◆ TASK LIST
**1)** Rewrite the text on open science from "Two EPFL scientists" to "applied more broadly.", swapping "open science" for "shared research".
**2)** Carry on the text on open science from where it stops.

◆ SOURCE TEXT
“It's our duty to share the discoveries we make”

Andrew Oates and Georg Fantner © Alain Herzog 2021 EPFL

Andrew Oates and Georg Fantner © Alain Herzog 2021 EPFL

Two EPFL scientists – Georg Fantner, an associate professor, and Andrew Oates, the dean of the School of Life Sciences – recently published an article on how open science can be leveraged further in order to share discoveries and know-how with the scientific community.

“We need to share all of our work, not just the findings,” says Georg Fantner, the head of the Laboratory for Bio- and Nano- Instrumentation at EPFL’s School of Engineering. His message is clear: scientific knowledge should be spread as widely as possible. Fantner and his colleague Andrew Oates, the dean of the School of Life Sciences, have written an article appearing in Nature on how the principle of open science could be applied more broadly.

Designing, building and inventing

Today’s scientists publish their research findings in specialized journals. But to get to those findings, they often have to design and build intricate testing and measurement equipment. “Our PhD students spend an inordinate amount of time fabricating different kinds of instruments for their thesis projects,” says Fantner. “But once their theses are completed, the instruments usually just gather dust because nobody else knows how to use them.” That means that if other scientists want to replicate the experiments or take the research further, they have to start from scratch and create their own instruments. The years of work that a PhD student did can get left by the wayside.

Referring expression data:
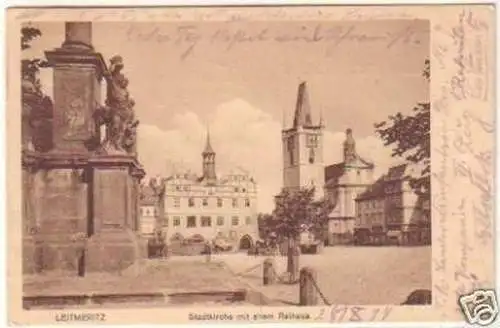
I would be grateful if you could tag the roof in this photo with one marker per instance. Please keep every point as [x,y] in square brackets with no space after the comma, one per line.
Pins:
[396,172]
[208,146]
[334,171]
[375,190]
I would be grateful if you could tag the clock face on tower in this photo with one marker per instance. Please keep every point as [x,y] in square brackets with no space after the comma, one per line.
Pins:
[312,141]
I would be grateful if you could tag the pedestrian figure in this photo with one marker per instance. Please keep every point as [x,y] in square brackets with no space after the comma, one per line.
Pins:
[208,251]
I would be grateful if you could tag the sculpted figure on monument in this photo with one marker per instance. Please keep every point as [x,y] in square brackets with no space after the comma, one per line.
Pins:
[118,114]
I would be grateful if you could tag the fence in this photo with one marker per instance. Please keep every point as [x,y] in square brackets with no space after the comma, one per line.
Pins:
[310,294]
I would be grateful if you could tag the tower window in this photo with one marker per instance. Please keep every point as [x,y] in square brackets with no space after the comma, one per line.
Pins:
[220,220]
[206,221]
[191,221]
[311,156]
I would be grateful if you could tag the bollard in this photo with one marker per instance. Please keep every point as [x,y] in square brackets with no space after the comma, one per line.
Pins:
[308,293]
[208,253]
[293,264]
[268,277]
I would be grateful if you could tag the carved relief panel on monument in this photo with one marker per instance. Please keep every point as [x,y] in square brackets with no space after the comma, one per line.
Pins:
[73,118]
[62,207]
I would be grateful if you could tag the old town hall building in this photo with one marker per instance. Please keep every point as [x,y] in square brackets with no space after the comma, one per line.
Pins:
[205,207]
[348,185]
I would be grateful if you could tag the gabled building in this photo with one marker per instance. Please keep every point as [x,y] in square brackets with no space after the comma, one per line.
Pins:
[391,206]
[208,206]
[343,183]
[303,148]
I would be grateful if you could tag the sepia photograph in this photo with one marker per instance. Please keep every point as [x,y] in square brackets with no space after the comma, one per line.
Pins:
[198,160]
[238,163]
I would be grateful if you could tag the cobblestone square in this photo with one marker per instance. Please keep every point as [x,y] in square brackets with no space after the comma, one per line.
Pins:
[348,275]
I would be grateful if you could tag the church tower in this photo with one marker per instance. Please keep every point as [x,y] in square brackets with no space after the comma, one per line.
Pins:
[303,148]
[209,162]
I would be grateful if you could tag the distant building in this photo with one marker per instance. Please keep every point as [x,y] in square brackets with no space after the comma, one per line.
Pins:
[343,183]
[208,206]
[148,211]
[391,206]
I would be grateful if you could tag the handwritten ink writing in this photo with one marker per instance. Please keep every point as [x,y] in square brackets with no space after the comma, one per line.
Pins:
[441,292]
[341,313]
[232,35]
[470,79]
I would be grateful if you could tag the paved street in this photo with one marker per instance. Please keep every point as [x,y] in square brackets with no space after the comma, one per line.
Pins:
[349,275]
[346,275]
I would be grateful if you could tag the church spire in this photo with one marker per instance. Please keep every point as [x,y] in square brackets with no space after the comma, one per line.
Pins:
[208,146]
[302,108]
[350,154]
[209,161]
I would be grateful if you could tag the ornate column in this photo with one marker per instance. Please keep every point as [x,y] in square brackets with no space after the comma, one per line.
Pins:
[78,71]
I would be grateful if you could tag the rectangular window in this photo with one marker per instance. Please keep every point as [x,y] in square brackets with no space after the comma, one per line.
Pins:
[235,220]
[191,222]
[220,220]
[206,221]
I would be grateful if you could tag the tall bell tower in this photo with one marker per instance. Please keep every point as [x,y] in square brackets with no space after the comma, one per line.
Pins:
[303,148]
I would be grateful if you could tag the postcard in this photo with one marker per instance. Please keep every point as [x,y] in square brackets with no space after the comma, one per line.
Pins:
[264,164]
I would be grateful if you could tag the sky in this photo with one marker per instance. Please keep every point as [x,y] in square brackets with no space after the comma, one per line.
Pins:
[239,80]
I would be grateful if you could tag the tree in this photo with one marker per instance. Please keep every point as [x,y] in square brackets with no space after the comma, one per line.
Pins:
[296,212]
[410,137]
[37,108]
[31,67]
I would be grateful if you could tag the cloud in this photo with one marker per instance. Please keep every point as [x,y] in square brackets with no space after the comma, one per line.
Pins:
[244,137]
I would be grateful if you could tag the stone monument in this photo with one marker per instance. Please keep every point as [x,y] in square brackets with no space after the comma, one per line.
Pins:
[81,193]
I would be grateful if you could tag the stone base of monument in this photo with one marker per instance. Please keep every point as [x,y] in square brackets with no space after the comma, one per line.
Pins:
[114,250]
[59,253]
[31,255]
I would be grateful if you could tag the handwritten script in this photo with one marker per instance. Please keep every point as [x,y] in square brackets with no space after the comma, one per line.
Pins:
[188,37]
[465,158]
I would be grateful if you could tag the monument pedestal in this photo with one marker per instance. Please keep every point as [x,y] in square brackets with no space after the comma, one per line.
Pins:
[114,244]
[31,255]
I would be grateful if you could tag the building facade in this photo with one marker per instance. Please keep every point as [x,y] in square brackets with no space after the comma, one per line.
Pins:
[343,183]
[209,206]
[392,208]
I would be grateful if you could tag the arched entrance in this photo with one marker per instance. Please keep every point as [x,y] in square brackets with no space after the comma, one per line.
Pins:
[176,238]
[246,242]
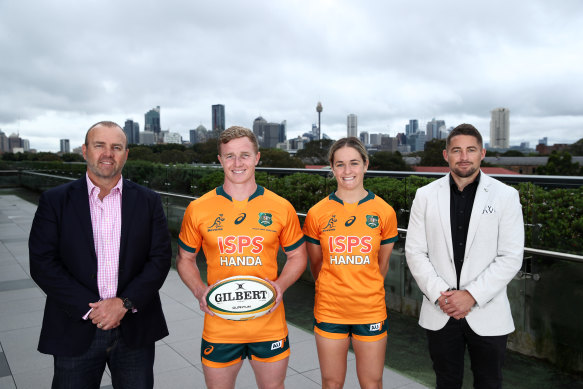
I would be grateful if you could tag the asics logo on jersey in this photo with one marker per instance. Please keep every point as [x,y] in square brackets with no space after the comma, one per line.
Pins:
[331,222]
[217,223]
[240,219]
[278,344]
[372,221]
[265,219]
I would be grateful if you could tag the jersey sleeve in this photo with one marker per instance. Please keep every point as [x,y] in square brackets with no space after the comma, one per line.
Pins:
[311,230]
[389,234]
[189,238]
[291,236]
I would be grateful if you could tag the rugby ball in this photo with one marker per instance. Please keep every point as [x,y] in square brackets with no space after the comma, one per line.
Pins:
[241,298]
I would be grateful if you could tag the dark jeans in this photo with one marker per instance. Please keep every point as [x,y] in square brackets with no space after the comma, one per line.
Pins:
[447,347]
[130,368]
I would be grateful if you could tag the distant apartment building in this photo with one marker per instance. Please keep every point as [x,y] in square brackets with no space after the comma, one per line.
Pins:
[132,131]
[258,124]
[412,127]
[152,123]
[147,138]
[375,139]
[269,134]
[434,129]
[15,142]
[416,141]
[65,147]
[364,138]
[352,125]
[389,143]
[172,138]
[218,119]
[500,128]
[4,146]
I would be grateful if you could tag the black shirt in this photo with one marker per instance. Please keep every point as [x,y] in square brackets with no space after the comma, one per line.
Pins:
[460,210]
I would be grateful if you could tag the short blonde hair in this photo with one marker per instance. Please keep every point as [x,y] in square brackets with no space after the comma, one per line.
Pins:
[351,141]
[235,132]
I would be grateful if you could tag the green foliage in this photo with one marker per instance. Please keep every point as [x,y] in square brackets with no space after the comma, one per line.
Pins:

◆ TASK-BY-TASK RESULTS
**1)**
Two EPFL scientists – Georg Fantner, an associate professor, and Andrew Oates, the dean of the School of Life Sciences – recently published an article on how shared research can be leveraged further in order to share discoveries and know-how with the scientific community.

“We need to share all of our work, not just the findings,” says Georg Fantner, the head of the Laboratory for Bio- and Nano- Instrumentation at EPFL’s School of Engineering. His message is clear: scientific knowledge should be spread as widely as possible. Fantner and his colleague Andrew Oates, the dean of the School of Life Sciences, have written an article appearing in Nature on how the principle of shared research could be applied more broadly.

**2)**
While scientists discuss their methods in the articles they publish, that discussion doesn’t contain enough detail for someone else to replicate a custom-built instrument – modern research equipment is far too complicated. Fantner and Oates therefore put forth the idea of “open-hardware instrumentation,” where scientists share the designs of all the instruments and other tools they use in their experiments. “The truth is, most of the equipment built in a laboratory is never commercialized and therefore never used by other researchers,” says Oates. Equipment that has proven to work well can be marketed and distributed by a private company, but it can take several years for such an innovation to become publicly available.

Towards open laboratories

Fantner and Oates therefore believe that open science needs to extend beyond just publishing research data. They would eventually like to see open laboratories where all aspects of a research project are shared with the entire scientific community. “It’s our duty to share the discoveries we make,” says Oates. “The question is, what’s the most effective way to do it?” One possible answer is through open-hardware workshops, like the ones that Fantner began holding in few years ago. During these week-long workshops, participants from around the world learn how to build a special microscope developed in Fantner’s lab. Demand for these workshops is high and the waiting list is long.

Going even further

Research equipment isn’t limited to hardware. Oates feels it’s also important to share wetware – that is, the equipment biologists use to produce cell cultures – in order to achieve a genuine open laboratory. “At EPFL,” he says, “we have to go beyond the standard communication channels and position ourselves at the cutting edge of open science, technology and knowledge dissemination.”